AIM OF THE EXERCISE: Please rewrite the stretch of the items from the line containing "of the bed in" through the end of the items, keeping every line, including the requests. Rescale the point coordinates in the answers by 1.6, rounding to whole numbers with halves going up, and leave the pictures out.

Location labeling items:
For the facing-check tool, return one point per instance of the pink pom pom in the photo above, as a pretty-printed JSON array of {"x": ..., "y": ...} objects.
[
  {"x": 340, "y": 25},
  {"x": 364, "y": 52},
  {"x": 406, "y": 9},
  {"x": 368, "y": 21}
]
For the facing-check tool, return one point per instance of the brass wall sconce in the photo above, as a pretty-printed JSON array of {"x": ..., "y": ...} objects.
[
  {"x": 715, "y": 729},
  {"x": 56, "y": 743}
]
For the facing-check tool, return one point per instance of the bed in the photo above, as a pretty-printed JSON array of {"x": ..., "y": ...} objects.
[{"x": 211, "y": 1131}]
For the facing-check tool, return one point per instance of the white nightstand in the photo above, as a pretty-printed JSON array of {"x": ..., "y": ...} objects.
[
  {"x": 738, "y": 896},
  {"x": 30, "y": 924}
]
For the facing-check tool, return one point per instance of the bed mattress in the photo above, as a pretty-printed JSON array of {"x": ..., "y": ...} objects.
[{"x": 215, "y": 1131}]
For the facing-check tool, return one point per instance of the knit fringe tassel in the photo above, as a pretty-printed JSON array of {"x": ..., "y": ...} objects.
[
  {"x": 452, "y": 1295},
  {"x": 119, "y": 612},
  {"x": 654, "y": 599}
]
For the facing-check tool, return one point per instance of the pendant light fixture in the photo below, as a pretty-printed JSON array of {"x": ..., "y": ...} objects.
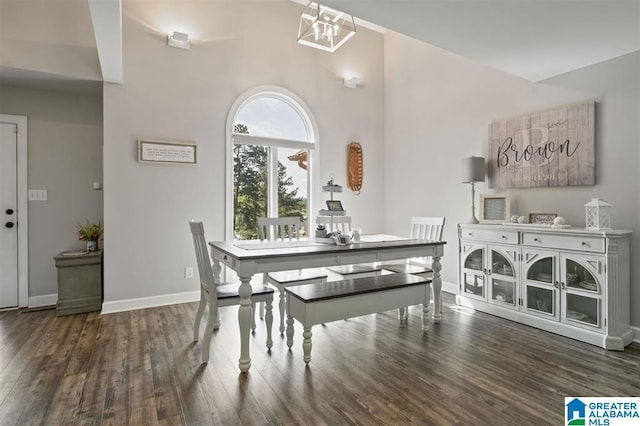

THE REPLY:
For the facing-check tool, return one point per instance of the bed in the photo above, as a pretty-printed JSON array of {"x": ..., "y": ...} objects.
[{"x": 338, "y": 1810}]
For the facing-check tool, return one point per instance of the white nightstand in the photo above, as a pretty-printed JSON array of {"x": ..., "y": ...} objects.
[
  {"x": 1181, "y": 1434},
  {"x": 48, "y": 1478}
]
For the facing-check tool, return one point per instance of the bed mattress in the photo above, as a pretty-printed JSON array of {"x": ..., "y": ...} objects.
[{"x": 344, "y": 1810}]
For the facing-check tool, return one point per instance of the knit fringe tassel in the photo above, as a pretty-printed JSON array of {"x": ..., "y": ...} objects.
[
  {"x": 723, "y": 2072},
  {"x": 190, "y": 979},
  {"x": 1046, "y": 958}
]
For the facing-check tool, return one point per instance of the pendant light fixture in the photo below, as a pretty-printed JSON array of {"x": ..., "y": ...} objects.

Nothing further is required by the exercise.